--- Given text Enclosed Below ---
Arizonans previously convicted of marijuana-related sales offenses may now be eligible for expungement relief, following an unanimous decision this week by members of the state Court of Appeals.

Justices reversed a lower court decision and concluded that certain “sale-related marijuana offenses are eligible for expungement” under the state’s 2020 voter-initiated legalization law.

Provisions of the law authorized the expungement of certain convictions involving the possession and use of qualifying amounts of cannabis. Justices ruled that the legal definition of “possession” should be broadly interpreted by the courts to include possessing marijuana for the purposes of transporting or selling it.

“Nothing in these broad criminal or common definitions encompasses a person’s intent or purpose in possessing an item,” justices opined. “Thus, ascribing the natural meaning to ‘possessing’ weighs against the notion voters intended to impose an intent-based limitation in the application of § 36-2862(A)(1).”

Members of Arizona NORML have been frequently hosting expungement clinics since the law’s passage, and the group also provides forms and directions allowing people to initiate the expungement process online.

Twenty-three states and the District of Columbia have enacted laws providing explicit pathways to either expunge (or otherwise set aside) the records of those with low-level marijuana convictions. According to publicly available data compiled by NORML, state and local officials have issued over 100,000 pardons and more than 1.7 million marijuana-related expungements since 2018. 

The case is Arizona v. Sorensen.

The full text of NORML’s report, Marijuana Pardons and Expungements: By the Numbers, is available online.
--- End of Enclosed Given text ---
--- Data for review Enclosed Below ---
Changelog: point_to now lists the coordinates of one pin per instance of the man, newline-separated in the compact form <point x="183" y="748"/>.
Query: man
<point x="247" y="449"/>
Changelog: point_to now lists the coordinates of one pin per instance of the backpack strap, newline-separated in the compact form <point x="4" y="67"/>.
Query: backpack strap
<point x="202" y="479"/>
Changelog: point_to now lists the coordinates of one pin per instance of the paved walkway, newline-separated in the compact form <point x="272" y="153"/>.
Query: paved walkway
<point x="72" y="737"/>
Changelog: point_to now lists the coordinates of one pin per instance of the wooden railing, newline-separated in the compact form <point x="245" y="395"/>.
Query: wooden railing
--- End of Enclosed Data for review ---
- _Work instructions_:
1. Reproduce the article on Arizona marijuana expungement from "Members of Arizona" up to and including "Arizona v. Sorensen.".
2. From the paragraph of the article on Arizona marijuana expungement that begins "Twenty-three states", list every count it gives, leaving out years, along with what each count refers to.
The lines above are separate material and are not part of the article on Arizona marijuana expungement.

- _Answers to this exercise_:
1.
Members of Arizona NORML have been frequently hosting expungement clinics since the law’s passage, and the group also provides forms and directions allowing people to initiate the expungement process online.

Twenty-three states and the District of Columbia have enacted laws providing explicit pathways to either expunge (or otherwise set aside) the records of those with low-level marijuana convictions. According to publicly available data compiled by NORML, state and local officials have issued over 100,000 pardons and more than 1.7 million marijuana-related expungements since 2018. 

The case is Arizona v. Sorensen.

2.
- Twenty-three states
- Over 100,000 pardons
- More than 1.7 million marijuana-related expungements